[Start of Attachment]

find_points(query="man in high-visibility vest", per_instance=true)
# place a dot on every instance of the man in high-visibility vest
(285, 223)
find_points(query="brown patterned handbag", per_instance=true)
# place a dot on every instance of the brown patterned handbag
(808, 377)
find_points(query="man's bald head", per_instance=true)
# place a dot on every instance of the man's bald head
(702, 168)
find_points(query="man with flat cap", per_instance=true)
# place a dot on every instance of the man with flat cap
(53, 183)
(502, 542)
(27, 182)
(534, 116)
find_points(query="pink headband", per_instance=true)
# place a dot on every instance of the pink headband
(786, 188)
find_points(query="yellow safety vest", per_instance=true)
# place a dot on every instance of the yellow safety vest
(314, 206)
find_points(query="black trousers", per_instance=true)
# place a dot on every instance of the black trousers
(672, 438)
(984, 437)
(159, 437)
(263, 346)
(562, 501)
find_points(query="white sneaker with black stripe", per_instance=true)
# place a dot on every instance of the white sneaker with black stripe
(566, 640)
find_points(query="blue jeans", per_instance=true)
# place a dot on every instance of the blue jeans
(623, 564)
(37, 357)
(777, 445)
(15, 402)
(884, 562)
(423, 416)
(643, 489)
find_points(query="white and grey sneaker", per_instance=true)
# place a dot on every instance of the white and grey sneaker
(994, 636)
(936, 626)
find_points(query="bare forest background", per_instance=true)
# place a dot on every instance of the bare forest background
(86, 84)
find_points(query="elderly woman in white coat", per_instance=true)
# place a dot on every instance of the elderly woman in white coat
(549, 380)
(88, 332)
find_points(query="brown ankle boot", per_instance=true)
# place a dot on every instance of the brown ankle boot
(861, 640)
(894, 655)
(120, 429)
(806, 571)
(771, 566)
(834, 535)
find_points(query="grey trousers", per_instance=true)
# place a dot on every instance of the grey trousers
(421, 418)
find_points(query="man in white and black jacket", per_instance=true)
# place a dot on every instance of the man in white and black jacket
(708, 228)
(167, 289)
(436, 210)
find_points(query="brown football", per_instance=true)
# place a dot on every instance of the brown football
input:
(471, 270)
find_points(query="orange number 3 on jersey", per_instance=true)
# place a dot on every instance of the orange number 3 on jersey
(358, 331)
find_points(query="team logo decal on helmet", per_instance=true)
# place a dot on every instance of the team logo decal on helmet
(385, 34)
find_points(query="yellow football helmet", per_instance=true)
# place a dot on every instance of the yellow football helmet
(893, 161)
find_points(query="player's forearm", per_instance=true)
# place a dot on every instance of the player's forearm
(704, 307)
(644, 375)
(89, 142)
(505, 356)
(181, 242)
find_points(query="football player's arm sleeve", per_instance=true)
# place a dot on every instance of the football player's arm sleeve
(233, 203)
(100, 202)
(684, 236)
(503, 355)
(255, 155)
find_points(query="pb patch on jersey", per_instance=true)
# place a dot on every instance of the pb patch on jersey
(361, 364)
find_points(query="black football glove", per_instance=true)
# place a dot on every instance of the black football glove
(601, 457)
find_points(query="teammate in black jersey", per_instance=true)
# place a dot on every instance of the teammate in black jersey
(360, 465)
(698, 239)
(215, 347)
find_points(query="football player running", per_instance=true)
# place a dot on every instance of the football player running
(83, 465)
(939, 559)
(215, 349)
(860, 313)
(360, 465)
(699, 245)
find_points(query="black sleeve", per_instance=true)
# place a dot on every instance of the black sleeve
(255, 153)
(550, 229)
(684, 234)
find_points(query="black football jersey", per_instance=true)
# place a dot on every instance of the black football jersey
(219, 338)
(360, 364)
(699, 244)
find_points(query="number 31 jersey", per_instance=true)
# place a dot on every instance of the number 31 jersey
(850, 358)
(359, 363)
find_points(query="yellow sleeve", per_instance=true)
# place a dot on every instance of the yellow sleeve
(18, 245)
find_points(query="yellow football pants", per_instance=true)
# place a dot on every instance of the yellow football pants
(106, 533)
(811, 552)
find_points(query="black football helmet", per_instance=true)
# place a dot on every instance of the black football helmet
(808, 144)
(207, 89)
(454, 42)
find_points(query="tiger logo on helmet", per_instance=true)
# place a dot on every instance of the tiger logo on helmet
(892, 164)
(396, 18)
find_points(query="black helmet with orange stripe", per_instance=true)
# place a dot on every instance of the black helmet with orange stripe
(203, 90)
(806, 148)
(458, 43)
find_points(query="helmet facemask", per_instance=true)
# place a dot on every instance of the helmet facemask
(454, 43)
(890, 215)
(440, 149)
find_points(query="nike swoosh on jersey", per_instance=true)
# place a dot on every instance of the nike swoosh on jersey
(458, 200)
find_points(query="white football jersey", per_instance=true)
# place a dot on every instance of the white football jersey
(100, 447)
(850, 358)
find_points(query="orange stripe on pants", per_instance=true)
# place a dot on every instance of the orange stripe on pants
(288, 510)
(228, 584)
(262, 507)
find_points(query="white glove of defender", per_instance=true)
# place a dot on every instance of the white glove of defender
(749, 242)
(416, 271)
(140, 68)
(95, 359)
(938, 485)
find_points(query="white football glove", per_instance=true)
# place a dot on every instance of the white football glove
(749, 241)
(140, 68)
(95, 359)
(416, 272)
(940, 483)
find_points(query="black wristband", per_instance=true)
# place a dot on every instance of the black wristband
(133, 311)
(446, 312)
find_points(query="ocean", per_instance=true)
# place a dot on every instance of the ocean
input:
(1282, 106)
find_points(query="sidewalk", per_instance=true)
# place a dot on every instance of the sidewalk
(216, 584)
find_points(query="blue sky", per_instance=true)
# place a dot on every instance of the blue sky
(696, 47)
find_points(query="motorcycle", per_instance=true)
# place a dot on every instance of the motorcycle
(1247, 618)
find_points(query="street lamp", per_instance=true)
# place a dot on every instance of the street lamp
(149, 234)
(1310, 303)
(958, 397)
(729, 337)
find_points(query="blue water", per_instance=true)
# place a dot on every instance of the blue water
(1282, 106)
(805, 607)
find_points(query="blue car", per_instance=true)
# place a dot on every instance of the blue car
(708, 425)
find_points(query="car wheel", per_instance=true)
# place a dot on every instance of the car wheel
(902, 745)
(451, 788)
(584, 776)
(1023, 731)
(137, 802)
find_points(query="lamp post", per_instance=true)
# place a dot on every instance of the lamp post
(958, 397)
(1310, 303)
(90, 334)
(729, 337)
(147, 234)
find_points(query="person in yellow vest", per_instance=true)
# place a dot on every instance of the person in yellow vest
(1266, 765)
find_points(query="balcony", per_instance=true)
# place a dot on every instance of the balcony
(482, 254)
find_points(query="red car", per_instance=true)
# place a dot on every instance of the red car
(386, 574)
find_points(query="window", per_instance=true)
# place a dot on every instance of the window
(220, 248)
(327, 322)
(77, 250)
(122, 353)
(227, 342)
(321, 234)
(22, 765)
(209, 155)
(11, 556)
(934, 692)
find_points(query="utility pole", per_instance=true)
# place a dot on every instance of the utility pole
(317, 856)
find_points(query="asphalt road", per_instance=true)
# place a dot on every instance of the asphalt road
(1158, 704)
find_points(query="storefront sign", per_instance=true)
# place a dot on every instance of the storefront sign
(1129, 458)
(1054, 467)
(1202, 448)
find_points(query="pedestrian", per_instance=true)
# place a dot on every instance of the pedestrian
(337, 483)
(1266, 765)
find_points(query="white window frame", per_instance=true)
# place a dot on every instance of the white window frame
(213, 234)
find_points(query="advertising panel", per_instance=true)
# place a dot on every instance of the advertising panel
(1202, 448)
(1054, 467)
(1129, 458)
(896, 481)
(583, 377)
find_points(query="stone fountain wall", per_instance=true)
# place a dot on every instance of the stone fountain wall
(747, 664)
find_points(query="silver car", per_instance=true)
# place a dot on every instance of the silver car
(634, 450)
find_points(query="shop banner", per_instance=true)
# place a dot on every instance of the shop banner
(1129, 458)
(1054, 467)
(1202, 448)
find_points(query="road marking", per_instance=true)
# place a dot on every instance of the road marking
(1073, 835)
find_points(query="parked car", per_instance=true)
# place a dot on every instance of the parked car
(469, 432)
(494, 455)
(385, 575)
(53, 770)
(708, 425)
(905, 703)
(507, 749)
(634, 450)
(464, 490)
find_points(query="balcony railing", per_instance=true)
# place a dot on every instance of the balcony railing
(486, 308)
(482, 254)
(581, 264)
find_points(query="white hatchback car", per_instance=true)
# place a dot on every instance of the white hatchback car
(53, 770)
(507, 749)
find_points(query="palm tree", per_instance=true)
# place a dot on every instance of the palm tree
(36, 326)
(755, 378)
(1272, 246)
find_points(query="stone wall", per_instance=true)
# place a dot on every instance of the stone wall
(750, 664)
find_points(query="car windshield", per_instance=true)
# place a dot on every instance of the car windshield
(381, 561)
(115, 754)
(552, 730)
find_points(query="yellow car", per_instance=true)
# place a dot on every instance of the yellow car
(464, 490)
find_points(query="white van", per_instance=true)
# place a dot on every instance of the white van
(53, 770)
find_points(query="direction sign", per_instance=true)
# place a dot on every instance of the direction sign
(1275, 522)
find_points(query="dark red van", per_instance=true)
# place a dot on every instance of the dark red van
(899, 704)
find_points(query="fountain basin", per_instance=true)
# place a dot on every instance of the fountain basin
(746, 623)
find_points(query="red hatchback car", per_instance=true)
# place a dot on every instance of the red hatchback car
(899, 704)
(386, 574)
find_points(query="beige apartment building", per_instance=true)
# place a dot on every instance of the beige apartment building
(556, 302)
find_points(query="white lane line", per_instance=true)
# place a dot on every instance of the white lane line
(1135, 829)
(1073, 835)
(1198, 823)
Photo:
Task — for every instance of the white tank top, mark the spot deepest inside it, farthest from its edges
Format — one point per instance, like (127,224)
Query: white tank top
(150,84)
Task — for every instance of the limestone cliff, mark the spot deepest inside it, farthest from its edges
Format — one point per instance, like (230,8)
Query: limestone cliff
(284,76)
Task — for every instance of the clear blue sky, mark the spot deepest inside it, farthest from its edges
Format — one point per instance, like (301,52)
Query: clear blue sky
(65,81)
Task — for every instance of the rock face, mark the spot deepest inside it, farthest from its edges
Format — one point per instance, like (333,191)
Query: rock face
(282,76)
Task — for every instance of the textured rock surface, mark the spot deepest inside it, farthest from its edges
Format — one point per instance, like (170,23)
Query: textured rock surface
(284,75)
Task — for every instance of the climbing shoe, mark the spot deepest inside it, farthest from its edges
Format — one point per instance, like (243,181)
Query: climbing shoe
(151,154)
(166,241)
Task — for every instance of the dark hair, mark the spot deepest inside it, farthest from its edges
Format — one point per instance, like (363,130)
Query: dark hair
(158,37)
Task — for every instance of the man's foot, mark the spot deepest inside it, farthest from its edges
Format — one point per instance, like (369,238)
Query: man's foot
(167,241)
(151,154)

[End of Attachment]

> Task goal
How many lines of the entries above hold the string "inside"? Reply with the number alone.

> Exercise response
8